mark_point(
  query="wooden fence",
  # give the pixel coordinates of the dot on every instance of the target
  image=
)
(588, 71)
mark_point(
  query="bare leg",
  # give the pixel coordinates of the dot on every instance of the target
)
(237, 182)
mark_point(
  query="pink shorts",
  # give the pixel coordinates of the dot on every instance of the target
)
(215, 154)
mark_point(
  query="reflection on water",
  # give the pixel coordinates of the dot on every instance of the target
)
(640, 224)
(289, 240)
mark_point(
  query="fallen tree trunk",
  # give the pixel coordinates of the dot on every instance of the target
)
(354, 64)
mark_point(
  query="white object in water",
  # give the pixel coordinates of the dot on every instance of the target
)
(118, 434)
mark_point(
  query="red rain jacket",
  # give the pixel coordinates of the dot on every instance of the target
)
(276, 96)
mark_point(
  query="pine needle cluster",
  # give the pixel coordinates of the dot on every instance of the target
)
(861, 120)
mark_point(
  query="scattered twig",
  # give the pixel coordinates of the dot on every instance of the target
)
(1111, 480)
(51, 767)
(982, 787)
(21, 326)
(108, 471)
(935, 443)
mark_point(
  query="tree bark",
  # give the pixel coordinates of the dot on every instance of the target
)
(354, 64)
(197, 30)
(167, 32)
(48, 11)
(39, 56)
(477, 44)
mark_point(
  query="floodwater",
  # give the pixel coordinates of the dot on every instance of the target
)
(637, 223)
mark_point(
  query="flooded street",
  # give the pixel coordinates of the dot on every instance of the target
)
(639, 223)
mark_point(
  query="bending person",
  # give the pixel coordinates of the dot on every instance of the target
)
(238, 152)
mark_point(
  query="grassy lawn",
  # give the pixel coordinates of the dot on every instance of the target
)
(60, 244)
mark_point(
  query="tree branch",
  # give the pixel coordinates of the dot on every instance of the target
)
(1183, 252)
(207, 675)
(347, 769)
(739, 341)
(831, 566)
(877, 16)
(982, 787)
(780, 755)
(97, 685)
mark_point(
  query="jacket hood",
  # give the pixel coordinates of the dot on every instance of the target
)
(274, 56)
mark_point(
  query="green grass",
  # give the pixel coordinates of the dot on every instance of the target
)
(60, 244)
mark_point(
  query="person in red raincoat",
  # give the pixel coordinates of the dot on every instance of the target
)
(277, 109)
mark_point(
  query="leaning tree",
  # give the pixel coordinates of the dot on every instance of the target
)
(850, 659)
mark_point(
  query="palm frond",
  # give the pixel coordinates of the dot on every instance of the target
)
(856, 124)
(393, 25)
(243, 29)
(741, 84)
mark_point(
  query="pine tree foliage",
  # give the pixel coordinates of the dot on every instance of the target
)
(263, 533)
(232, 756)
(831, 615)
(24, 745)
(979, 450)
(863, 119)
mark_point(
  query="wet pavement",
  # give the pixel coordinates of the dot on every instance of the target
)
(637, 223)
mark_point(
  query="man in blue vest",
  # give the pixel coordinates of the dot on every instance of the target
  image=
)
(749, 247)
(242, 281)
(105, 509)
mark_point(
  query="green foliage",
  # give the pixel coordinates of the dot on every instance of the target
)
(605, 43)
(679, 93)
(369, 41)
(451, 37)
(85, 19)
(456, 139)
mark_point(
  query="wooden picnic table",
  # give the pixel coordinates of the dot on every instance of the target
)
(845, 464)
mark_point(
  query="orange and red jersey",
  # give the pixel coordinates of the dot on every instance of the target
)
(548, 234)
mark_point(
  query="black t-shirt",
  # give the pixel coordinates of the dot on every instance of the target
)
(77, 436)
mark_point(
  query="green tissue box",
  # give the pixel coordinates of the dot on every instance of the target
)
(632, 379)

========

HOW TO COMPLETE THIS TASK: The records shown earlier should all be returned verbatim.

THE COMPLETED TASK:
mark_point(
  query="wooden fence",
  # give the pixel coordinates of the dot on every instance of the target
  image=
)
(588, 71)
mark_point(
  query="bare leg",
  # give the pixel coordinates of the dot on every instance of the target
)
(237, 182)
mark_point(
  query="pink shorts",
  # give the pixel coordinates of the dot on every instance of the target
)
(215, 154)
mark_point(
  query="reflection on water",
  # give the pixel coordinates of the dot on every instance of the target
)
(640, 224)
(289, 240)
mark_point(
  query="fallen tree trunk",
  # give the pixel coordinates of the dot on every instance of the target
)
(354, 64)
mark_point(
  query="white object in water",
  # give the pixel coordinates of the dot on every instance of the target
)
(118, 434)
mark_point(
  query="red rain jacket",
  # give the pixel coordinates of the dot on every instance of the target
)
(276, 96)
mark_point(
  query="pine needle cluster",
  # give the pixel coordinates of the dot on every instance of the target
)
(861, 120)
mark_point(
  query="scattered twig",
  # give the pixel coordinates of the dot on every instance of the target
)
(1111, 480)
(51, 767)
(982, 787)
(21, 326)
(108, 471)
(935, 443)
mark_point(
  query="tree bark",
  # give the pixel coordinates of the dot on every instance of the target
)
(354, 64)
(197, 30)
(167, 32)
(48, 11)
(39, 56)
(477, 44)
mark_point(
  query="floodwater",
  # give the pixel coordinates of the dot on every instance of the target
)
(637, 223)
mark_point(
  query="flooded street",
  # give the pixel coordinates of the dot on every instance of the target
)
(639, 223)
mark_point(
  query="bending person",
  # give the pixel coordinates of the dot on every instance of the target
)
(238, 152)
mark_point(
  query="grassy lawn",
  # give the pixel coordinates of the dot on every instance of the target
)
(60, 244)
mark_point(
  query="tree branch",
  # give the pixel coordinates of the dot on every instance of the target
)
(1183, 252)
(207, 675)
(347, 769)
(739, 341)
(831, 566)
(877, 16)
(982, 787)
(780, 755)
(97, 685)
mark_point(
  query="jacket hood",
  # give the pixel coordinates of the dot on every instance of the target
)
(274, 56)
mark_point(
  query="green grass",
  # give the pixel coordinates of the dot on every instance of the target
)
(60, 244)
mark_point(
  query="person in red raincoat",
  # give the pixel coordinates of the dot on every instance of the target
)
(277, 109)
mark_point(
  query="leaning tree",
  # give the pixel coordinates of the dot on every instance of the target
)
(850, 659)
mark_point(
  query="palm frond",
  # give the pixel coordinates of the dot on every instance of the target
)
(856, 124)
(393, 25)
(243, 29)
(741, 84)
mark_point(
  query="pine tree foliage",
  # give the pixel coordinates of the dot on every instance of the target
)
(263, 533)
(232, 756)
(831, 615)
(24, 745)
(979, 450)
(863, 119)
mark_point(
  query="wet pavement",
  # give the pixel coordinates of the dot on every instance of the target
)
(637, 223)
mark_point(
  query="man in blue vest",
  # give the pixel coordinates of the dot on every instance of the target
  image=
)
(749, 247)
(242, 281)
(105, 509)
mark_point(
  query="green foliage",
  # give the pixel coordinates of the dot on every instance of the target
)
(605, 43)
(679, 93)
(369, 41)
(451, 37)
(85, 19)
(456, 139)
mark_point(
  query="wooden picnic table",
  # give the pixel coordinates of the dot on every instance of the target
)
(845, 464)
mark_point(
  query="orange and red jersey",
  # give the pixel coordinates of the dot on every instance of the target
)
(548, 234)
mark_point(
  query="black t-shirt",
  # give the pixel coordinates of the dot on every instance of the target
)
(77, 436)
mark_point(
  query="green tissue box",
  # give the pixel coordinates of the dot on every instance of the target
)
(632, 379)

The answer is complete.